Task prompt – Render the material below as a numbered list, from its start through the line containing "x=539 y=101", with both of those lines included. Omit blank lines and leave the pictures out of your answer.

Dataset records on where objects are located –
........

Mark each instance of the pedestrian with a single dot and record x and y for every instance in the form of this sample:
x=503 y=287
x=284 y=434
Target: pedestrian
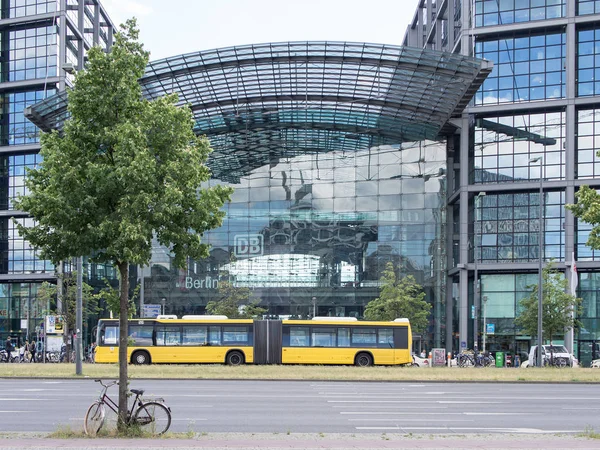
x=22 y=351
x=32 y=348
x=9 y=348
x=39 y=349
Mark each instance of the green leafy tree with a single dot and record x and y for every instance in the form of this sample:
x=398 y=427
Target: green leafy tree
x=558 y=306
x=234 y=302
x=399 y=298
x=122 y=171
x=48 y=293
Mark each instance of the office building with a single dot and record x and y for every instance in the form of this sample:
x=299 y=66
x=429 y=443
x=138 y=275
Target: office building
x=539 y=101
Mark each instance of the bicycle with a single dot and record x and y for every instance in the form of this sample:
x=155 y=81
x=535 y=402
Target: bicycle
x=465 y=360
x=5 y=357
x=152 y=416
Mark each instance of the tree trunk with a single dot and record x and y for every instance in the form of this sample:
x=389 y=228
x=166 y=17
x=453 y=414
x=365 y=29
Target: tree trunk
x=123 y=337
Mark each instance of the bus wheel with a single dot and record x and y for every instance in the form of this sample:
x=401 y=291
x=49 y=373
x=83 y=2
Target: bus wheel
x=234 y=359
x=363 y=360
x=140 y=358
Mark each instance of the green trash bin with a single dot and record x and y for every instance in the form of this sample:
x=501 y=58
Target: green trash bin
x=499 y=359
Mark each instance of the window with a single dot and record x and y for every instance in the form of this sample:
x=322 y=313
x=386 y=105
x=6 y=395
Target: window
x=386 y=338
x=343 y=337
x=299 y=337
x=111 y=334
x=140 y=335
x=168 y=335
x=214 y=335
x=194 y=335
x=235 y=335
x=362 y=337
x=323 y=337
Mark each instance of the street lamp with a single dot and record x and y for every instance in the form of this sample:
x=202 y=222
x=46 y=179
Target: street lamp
x=476 y=251
x=541 y=259
x=484 y=321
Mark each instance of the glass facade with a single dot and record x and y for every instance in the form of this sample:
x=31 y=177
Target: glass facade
x=508 y=229
x=504 y=146
x=534 y=118
x=22 y=8
x=503 y=12
x=588 y=62
x=32 y=54
x=527 y=67
x=313 y=233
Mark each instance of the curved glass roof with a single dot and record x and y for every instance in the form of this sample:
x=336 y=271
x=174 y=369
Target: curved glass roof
x=261 y=102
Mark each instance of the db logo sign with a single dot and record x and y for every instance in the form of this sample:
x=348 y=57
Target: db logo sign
x=248 y=245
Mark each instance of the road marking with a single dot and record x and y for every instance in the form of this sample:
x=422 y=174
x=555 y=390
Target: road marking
x=377 y=401
x=495 y=414
x=16 y=411
x=410 y=413
x=579 y=409
x=188 y=419
x=487 y=430
x=457 y=402
x=410 y=420
x=399 y=406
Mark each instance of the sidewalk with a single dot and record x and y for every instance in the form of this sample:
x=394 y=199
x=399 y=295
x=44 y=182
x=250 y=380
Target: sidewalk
x=216 y=441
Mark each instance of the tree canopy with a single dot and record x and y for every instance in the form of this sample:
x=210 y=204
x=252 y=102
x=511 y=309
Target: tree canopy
x=558 y=306
x=122 y=171
x=399 y=298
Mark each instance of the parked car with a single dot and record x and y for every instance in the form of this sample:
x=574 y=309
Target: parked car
x=420 y=362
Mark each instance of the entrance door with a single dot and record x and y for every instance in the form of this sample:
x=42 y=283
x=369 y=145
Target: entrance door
x=588 y=351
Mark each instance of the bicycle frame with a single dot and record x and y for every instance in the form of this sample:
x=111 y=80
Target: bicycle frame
x=106 y=400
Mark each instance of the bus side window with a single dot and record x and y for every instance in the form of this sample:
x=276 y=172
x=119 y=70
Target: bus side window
x=343 y=337
x=299 y=337
x=214 y=335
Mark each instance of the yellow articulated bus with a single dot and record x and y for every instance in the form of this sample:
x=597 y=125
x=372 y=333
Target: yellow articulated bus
x=219 y=340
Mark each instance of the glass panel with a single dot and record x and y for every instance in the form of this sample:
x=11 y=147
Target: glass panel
x=168 y=335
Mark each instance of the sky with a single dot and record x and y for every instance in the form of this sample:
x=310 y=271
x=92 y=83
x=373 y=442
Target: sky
x=173 y=27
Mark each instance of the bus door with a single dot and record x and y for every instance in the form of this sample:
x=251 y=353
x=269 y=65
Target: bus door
x=587 y=352
x=400 y=342
x=267 y=341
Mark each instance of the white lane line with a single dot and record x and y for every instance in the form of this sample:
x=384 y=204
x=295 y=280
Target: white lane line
x=579 y=409
x=390 y=413
x=189 y=419
x=395 y=406
x=457 y=402
x=410 y=420
x=378 y=401
x=487 y=430
x=11 y=412
x=496 y=414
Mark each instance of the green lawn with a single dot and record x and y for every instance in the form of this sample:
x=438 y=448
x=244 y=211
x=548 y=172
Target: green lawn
x=297 y=372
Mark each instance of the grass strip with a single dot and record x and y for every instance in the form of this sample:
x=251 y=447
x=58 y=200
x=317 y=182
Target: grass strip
x=301 y=372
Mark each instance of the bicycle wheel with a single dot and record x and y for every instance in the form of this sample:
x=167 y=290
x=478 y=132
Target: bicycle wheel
x=94 y=419
x=153 y=417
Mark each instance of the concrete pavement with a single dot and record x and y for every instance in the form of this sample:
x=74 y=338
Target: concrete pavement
x=216 y=441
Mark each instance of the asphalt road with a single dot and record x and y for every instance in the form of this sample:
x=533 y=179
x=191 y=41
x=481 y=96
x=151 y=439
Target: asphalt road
x=212 y=406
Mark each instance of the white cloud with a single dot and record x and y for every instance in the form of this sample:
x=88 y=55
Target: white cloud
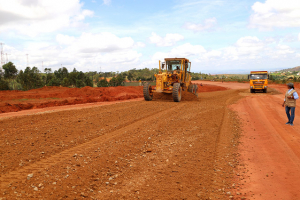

........

Result of the task –
1. Mark each instance of the pedestrian with a single dot and record x and y for every instance in the form of this sample:
2. x=503 y=287
3. x=284 y=434
4. Target: pedestrian
5. x=22 y=351
6. x=32 y=348
7. x=9 y=348
8. x=39 y=349
9. Mark each instance of the green leafy tree with a single dot and record x and y for every instance in the form of this sample:
10. x=398 y=427
11. Target: green leafy tree
12. x=558 y=306
13. x=234 y=302
14. x=399 y=298
15. x=122 y=171
16. x=48 y=293
17. Mark each instance of the office building with a single dot and record x and y for every instance in the form of this sample:
18. x=299 y=66
19. x=429 y=443
20. x=138 y=275
21. Target: office building
22. x=539 y=101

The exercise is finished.